Return the records exactly, from the first line through the "[ ] a keypoint on each instance of the dry" line.

○ ○ ○ ○ ○ ○ ○

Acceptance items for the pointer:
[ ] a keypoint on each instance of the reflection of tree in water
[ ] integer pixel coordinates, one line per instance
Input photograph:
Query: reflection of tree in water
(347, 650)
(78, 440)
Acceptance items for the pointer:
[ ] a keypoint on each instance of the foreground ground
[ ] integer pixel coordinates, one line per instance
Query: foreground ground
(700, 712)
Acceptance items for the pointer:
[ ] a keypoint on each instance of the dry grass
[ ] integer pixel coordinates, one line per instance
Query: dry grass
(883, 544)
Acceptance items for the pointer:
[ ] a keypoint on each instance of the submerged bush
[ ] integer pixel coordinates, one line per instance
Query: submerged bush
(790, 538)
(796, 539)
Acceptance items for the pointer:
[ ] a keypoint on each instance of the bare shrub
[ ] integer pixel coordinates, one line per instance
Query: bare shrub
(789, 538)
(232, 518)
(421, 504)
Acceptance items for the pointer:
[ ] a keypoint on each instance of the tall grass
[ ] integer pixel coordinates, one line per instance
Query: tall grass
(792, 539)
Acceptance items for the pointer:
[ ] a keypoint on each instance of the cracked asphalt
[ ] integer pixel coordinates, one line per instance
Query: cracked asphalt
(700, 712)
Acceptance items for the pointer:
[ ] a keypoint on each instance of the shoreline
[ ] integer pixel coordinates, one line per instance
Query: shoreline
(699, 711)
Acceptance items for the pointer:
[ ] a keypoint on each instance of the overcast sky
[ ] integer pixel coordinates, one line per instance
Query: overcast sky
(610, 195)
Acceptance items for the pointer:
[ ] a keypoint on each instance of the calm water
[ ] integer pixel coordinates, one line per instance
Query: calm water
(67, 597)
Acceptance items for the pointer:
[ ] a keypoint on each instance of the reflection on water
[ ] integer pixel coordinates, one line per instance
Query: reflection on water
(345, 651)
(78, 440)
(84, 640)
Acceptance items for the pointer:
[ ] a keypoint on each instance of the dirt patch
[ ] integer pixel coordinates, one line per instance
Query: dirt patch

○ ○ ○ ○ ○ ○ ○

RESPONSE TO THE TASK
Acceptance items for the pointer:
[ ] a keypoint on each instance of the reflection of tree in water
[ ] integer pixel coordinates, one line per instance
Input photograph:
Query: reflection of tree in water
(347, 650)
(78, 440)
Acceptance items for the pointer:
[ ] a keypoint on each instance of the foreground ground
[ ] integer pixel coordinates, one line per instance
Query: foreground ground
(700, 712)
Acceptance items for the pointer:
[ ] a keypoint on each instance of the dry grass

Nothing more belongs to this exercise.